Can you filter the records below down to the lines containing the string "ceiling" and copy each of those lines in full?

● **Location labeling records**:
· · ·

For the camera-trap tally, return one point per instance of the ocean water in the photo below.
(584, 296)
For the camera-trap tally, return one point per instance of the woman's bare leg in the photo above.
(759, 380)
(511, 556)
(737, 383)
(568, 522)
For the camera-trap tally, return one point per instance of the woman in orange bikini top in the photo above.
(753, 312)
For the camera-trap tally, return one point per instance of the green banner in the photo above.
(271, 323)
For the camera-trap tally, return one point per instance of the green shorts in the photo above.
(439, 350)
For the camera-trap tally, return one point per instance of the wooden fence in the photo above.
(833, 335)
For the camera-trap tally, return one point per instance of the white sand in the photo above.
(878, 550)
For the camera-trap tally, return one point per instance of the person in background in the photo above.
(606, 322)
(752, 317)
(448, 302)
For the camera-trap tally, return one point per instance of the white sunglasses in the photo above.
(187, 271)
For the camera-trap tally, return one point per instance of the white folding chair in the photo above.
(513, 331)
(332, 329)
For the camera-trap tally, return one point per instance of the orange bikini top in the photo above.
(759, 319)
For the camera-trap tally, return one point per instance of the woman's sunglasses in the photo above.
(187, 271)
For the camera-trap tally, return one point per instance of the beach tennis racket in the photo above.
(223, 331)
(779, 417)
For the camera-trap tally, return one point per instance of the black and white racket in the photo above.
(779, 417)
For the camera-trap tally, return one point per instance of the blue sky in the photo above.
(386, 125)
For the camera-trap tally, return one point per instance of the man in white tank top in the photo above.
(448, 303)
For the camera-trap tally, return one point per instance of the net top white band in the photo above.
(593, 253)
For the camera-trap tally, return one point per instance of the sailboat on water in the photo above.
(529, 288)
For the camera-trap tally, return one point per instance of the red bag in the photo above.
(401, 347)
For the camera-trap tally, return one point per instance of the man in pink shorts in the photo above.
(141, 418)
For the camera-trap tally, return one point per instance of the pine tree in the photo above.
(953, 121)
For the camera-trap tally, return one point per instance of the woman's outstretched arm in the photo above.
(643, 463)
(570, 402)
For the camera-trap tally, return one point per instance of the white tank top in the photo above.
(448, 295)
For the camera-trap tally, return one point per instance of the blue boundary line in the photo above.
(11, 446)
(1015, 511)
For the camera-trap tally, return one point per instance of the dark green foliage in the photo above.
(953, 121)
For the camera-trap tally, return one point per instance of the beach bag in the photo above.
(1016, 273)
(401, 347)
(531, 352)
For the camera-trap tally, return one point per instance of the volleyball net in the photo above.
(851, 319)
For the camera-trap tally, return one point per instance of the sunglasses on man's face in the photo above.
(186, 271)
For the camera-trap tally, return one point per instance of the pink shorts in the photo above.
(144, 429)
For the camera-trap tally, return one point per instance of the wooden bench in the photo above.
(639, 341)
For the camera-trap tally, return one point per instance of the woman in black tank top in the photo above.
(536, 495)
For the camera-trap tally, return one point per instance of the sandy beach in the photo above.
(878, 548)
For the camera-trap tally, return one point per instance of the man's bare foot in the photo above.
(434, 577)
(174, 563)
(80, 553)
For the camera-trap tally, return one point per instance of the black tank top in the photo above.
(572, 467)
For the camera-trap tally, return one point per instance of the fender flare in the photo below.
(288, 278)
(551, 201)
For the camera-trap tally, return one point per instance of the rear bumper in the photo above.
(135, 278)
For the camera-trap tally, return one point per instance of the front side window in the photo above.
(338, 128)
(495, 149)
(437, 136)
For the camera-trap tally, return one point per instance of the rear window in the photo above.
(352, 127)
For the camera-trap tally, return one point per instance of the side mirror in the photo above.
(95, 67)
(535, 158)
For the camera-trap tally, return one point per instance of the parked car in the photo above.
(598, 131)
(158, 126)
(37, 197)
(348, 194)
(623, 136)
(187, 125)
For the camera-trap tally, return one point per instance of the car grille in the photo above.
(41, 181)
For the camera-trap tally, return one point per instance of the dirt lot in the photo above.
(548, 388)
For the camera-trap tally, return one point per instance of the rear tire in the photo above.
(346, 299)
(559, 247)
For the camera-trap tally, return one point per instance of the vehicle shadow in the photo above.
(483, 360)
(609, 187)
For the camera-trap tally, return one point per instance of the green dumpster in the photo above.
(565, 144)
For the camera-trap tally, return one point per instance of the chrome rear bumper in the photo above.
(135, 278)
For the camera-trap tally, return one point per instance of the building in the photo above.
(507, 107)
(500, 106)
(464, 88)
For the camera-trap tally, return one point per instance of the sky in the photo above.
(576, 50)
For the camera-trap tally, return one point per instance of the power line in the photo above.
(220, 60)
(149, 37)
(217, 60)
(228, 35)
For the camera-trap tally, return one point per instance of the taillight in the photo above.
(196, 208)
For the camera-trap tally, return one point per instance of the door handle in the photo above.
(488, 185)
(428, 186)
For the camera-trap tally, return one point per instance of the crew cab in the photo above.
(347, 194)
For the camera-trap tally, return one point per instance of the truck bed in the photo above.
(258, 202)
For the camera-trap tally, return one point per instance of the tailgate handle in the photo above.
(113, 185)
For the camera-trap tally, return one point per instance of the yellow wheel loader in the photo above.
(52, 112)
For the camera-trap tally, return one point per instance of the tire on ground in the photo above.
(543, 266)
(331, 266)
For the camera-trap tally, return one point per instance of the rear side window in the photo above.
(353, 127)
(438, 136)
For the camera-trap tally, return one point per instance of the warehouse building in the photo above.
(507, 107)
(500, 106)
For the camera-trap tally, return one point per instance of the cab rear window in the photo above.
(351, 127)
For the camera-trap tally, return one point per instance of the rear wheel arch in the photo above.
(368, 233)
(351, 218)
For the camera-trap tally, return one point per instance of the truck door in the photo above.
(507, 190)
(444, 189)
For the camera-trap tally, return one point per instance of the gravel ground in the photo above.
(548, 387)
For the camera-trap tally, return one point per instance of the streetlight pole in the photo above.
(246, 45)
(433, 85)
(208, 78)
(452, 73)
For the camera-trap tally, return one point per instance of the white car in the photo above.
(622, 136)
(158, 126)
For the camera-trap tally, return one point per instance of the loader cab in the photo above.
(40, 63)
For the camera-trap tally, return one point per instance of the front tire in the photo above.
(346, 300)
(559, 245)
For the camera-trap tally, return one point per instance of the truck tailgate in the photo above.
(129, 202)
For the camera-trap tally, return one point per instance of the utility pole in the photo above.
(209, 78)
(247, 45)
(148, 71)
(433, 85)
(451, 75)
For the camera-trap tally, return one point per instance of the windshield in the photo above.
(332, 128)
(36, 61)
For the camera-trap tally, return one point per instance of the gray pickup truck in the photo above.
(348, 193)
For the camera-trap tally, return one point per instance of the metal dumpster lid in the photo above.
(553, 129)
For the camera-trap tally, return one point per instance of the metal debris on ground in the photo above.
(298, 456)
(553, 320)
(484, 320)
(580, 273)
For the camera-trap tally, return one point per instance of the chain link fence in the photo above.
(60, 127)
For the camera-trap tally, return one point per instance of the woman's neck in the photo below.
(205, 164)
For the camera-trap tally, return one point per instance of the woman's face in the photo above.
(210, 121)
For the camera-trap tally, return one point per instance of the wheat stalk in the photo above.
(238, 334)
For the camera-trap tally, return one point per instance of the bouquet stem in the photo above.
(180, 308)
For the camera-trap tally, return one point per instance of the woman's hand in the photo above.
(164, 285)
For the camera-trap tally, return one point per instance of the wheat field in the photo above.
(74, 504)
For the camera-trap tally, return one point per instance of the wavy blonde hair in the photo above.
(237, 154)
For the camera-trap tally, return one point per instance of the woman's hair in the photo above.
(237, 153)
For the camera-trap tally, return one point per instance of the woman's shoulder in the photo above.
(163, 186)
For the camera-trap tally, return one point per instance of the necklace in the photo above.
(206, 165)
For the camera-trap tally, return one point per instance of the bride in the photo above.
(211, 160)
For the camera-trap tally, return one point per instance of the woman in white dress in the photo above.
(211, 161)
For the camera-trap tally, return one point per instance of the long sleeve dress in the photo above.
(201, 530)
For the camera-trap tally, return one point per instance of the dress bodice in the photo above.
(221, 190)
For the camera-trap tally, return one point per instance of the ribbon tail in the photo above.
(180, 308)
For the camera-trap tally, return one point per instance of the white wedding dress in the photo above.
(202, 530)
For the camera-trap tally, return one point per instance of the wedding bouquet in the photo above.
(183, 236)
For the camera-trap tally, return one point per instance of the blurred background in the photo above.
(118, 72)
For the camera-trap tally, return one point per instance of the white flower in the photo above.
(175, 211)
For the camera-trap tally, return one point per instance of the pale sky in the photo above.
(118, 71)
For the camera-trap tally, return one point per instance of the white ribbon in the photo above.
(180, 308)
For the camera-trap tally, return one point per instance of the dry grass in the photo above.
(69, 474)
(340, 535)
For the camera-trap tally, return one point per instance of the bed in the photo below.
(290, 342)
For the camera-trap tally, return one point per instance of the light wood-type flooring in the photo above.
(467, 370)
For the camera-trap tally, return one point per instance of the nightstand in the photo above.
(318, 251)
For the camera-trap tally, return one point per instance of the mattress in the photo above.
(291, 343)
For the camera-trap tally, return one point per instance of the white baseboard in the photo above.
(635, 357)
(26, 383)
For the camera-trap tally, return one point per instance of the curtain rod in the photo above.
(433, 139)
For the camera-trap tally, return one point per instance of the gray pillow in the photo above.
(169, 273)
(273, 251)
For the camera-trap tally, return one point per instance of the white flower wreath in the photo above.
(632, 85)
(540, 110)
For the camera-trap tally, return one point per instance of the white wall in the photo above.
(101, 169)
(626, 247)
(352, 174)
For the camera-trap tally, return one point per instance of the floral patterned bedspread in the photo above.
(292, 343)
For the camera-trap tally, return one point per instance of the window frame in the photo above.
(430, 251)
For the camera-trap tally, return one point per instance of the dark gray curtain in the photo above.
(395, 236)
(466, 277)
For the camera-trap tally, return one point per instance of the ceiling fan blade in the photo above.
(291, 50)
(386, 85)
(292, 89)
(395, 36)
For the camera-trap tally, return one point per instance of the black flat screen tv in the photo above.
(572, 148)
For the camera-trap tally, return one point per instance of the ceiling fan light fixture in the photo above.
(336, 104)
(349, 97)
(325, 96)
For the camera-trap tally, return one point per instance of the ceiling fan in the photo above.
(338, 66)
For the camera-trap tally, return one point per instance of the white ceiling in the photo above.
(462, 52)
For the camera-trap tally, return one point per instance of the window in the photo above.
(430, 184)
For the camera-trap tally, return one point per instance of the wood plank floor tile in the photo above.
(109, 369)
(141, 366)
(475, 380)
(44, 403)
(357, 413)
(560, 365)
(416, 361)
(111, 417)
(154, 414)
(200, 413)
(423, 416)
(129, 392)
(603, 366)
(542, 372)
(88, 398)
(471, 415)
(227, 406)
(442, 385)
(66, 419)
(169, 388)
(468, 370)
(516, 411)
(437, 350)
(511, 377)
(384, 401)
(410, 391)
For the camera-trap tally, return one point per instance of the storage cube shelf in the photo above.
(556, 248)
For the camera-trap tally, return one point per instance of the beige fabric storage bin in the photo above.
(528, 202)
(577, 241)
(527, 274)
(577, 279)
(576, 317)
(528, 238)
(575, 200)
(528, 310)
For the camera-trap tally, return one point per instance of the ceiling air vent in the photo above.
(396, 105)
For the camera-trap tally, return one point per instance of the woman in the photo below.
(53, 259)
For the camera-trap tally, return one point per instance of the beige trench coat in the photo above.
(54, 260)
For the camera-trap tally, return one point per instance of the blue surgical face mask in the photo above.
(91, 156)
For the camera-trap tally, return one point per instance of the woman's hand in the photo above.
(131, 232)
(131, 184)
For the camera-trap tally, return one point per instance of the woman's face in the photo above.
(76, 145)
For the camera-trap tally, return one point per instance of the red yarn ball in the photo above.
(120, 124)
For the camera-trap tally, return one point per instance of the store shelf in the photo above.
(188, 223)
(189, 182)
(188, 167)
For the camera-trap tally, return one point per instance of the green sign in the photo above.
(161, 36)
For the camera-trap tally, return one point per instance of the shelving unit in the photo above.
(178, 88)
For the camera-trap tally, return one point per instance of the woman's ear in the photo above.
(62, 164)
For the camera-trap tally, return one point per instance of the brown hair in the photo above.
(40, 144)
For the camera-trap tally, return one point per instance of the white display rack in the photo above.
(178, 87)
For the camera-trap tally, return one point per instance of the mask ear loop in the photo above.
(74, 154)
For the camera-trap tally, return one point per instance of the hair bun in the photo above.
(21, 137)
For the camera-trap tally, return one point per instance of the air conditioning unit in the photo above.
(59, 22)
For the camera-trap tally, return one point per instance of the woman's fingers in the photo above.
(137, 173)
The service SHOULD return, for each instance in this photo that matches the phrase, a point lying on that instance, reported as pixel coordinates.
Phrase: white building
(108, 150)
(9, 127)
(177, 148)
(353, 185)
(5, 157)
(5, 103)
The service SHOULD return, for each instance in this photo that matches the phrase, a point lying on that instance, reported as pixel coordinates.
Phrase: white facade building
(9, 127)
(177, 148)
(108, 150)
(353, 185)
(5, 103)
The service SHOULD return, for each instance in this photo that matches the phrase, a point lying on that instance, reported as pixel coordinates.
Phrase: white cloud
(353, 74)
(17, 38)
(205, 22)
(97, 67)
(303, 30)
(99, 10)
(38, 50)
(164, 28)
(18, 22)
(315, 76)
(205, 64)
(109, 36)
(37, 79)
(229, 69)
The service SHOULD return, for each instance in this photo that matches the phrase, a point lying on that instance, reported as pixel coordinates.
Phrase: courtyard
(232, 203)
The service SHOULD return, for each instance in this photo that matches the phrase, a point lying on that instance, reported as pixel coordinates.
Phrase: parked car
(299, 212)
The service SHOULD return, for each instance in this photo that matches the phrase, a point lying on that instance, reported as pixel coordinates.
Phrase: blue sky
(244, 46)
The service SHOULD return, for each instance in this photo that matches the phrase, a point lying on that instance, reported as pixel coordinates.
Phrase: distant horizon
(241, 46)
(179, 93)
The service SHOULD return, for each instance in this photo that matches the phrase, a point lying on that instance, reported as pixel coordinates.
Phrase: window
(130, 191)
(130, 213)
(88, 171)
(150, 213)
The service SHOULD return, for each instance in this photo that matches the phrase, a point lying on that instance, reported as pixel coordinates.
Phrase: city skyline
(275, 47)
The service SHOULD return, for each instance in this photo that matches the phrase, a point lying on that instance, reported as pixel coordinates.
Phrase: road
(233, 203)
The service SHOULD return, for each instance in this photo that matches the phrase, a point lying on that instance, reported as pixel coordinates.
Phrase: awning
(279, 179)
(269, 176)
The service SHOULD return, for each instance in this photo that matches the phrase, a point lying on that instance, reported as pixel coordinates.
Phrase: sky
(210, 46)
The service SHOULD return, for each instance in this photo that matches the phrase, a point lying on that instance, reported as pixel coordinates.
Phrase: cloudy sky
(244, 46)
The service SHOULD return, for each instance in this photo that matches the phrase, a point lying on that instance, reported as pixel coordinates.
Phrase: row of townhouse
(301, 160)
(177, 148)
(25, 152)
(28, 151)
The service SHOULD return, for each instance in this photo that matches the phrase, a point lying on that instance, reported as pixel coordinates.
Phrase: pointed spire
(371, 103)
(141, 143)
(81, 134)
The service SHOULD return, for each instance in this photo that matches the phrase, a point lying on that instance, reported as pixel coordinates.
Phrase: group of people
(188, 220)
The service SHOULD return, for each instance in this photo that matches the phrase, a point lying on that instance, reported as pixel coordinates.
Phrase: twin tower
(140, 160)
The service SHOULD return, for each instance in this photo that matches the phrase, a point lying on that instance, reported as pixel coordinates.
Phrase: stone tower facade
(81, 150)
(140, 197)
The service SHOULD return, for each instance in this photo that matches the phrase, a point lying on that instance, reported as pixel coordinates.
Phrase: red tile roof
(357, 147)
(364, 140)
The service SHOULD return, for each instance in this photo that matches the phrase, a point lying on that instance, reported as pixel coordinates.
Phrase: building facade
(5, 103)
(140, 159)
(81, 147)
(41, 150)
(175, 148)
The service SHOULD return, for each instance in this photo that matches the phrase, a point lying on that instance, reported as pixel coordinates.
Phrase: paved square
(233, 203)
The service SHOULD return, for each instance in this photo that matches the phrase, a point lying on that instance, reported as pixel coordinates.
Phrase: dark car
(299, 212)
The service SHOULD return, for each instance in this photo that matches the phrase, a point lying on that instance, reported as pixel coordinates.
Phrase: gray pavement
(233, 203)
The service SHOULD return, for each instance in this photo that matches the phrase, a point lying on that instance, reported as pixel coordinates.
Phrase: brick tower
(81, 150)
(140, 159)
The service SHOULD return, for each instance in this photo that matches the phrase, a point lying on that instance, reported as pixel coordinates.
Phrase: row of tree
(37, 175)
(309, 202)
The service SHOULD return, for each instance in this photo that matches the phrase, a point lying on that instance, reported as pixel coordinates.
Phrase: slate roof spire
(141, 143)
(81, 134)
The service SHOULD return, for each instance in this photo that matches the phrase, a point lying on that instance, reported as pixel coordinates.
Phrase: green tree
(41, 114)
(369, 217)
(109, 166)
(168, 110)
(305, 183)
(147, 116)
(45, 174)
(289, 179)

· · ·

● **OUTPUT FOR THIS EXERCISE**:
For the camera-trap tally, return one point per instance of the ceiling fan blade in the photo above.
For the camera-trap tally, return one point per instance of the ceiling fan light fixture in the photo above.
For the camera-trap tally, return one point per instance of the ceiling fan in the photo above.
For the camera-trap tally, return one point per instance of the white ceiling in the photo above.
For the camera-trap tally, return one point per instance of the ceiling air vent in the photo above.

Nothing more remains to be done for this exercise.